森村誠一 『夢魔(ナイトメア)』
2010年11月15日 読書
手もとにあるのは、祥伝社文庫(2005)。後ろのほうに<(この作品(略)は、平成十五年二月、小社から新書判で刊行されたものです)>とある。内容の感想ではないけれど、読み終わった(ひと通り目を通した)ということを、今いちばん言いたい(汗)。※以下、いわゆるネタバレ注意です。
<京子、恵子、雅江の女子大生三人は、古代異族の末裔と言われる老婆を秩父に訪ね一泊した。翌朝、老婆は死んでおり、枕元に一億円余の入った鞄があった。一年後、主婦や社会人になった三人。大金をくすねる際、飼い猫に引っ掻かれた傷がいまだ癒えず、体に奇妙な変化も。さらに、彼女らの周囲に謎の男や警察の影が! 青春の罪に怯える女たちのホラー・サスペンス。>(文庫カバーより)
3人のうちの1人、雅江(姓は秋本)の就職先は、予備校。最初は事務で、でも急成長している予備校、英文科(名門の東都女子大)卒であることを買われて講師に。「受験天才」と題された章がある。倉林弘という予備校生が雅江の前に生徒として現れる。雅江は、倉林が雅江たちがりん婆さん(土門りん)の家にあった大金をネコババしたことを知っているのではないか、と疑う。
全体的に(あぁ愚痴が始まっちゃうよ)なんていうか「支離滅裂」と言えば言い過ぎかもしれないけれど、雑然としているというか、粗雑な印象を受けるというか、論理的ではない…というか、論理的かどうか以前に文章に問題があるのではないか、というか。予備校とはかくかくしかじかな所である、とか、予備校生にはこれこれこういうタイプの人がいる……みたいなことも書かれているのだけれど、このセンテンス(文)で言われていることは正しい、このセンテンスは事実的におかしい、ここはどちらとも言えない、みたいな…、なんていうか、読んでいてめんどくさいし、私はふだんならこの手の文章はそもそも読む気がしない(のでたぶん読まない)というか。――こんな説明では何が言いたいのかわからないか…(涙)、文章力については他人のことがぜんぜん言えません(すみません)。――少し証拠を見せたいのだけれど、長めに引用してしまうか。
<雅江は予備校に勤務して、受験生にいくつかのタイプがあることを知った。/一は、志望校を目指して一心不乱に勉強する生徒。/ニは、女子に多いタイプであるが、とりあえず大学へ行く以外に、ほかにすることがないので予備校に来る者。/三は、一型の亜種であるが、二次、三次志望校には合格したものの、第一志望に入れないために浪人をつづけている者。/四は、二浪、三浪のベテランで、かなりの実力は有するものの、受験技術が下手で、合格しない者。/五は、特定の志望校もなく、とりあえずどこにも行く当てがないので予備校へ来ている者。/六は、三の亜種であるが、どこを受けても合格せず、モラトリアムとして予備校を溜まり場としている者。/七は、高卒でいったん社会へ出たものの、進学したくなって予備校へ来る者。/八は、予備校を時間潰しの場所として来る者。モラトリアム型と多少複合しているが、志望校も特になく、大学と混同している者が多い。/(略)>(p.148)

[データセットのエントリ]
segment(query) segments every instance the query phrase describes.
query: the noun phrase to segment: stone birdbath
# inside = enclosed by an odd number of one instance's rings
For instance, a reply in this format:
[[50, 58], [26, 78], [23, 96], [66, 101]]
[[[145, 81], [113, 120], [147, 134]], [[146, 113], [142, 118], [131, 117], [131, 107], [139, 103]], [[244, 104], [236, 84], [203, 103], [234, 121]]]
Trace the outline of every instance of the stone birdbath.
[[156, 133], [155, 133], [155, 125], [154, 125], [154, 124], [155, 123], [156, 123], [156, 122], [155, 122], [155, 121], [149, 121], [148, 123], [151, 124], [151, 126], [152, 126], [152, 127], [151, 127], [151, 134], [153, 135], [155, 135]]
---
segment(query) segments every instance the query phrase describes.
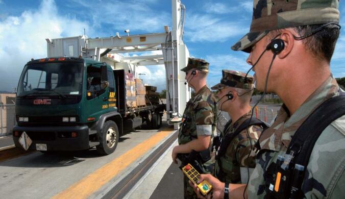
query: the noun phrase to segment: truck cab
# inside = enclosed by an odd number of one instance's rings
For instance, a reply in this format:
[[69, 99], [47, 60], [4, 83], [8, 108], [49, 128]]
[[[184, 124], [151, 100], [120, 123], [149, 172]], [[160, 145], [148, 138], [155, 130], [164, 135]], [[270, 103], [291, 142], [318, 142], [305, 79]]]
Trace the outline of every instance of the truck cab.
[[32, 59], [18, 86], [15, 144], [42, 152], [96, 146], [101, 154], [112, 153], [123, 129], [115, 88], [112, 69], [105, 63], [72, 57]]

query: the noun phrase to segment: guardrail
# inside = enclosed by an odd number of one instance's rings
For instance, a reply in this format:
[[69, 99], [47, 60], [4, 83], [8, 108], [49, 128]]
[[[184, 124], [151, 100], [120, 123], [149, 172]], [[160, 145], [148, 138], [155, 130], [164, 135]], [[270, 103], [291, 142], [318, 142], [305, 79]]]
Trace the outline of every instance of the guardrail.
...
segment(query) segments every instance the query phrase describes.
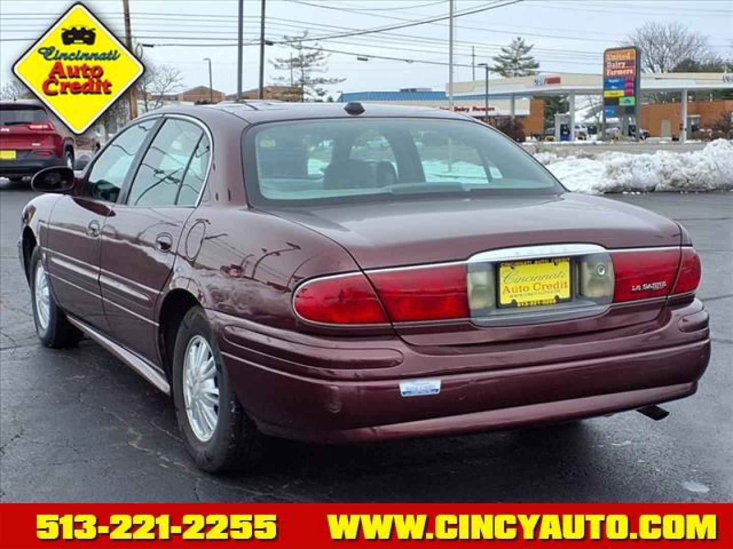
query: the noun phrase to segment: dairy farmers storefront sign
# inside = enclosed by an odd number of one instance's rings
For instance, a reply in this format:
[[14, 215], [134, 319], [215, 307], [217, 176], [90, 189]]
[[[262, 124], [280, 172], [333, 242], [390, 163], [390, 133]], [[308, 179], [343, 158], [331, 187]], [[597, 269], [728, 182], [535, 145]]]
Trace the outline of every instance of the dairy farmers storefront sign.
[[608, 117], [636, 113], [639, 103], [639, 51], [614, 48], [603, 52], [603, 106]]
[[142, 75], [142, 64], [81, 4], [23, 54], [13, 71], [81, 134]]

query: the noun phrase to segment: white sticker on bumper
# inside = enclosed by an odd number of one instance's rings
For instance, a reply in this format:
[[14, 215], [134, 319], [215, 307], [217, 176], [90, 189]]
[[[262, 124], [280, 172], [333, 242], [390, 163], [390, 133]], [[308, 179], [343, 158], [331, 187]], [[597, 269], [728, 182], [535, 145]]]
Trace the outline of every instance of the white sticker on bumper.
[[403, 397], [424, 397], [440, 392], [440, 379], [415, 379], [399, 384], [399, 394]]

• 課題一覧
[1] 提示文によれば、雅江の就職先はどこですか。
[2] エントリから「sticker」という文字列を含む行をすべて集め、そのまま書き写してください。大文字と小文字は区別されます。
提示文とエントリは互いに関連していません。

• 回答一覧
[1] 予備校です。

[2]
query: the noun phrase to segment: white sticker on bumper
Trace the outline of every instance of the white sticker on bumper.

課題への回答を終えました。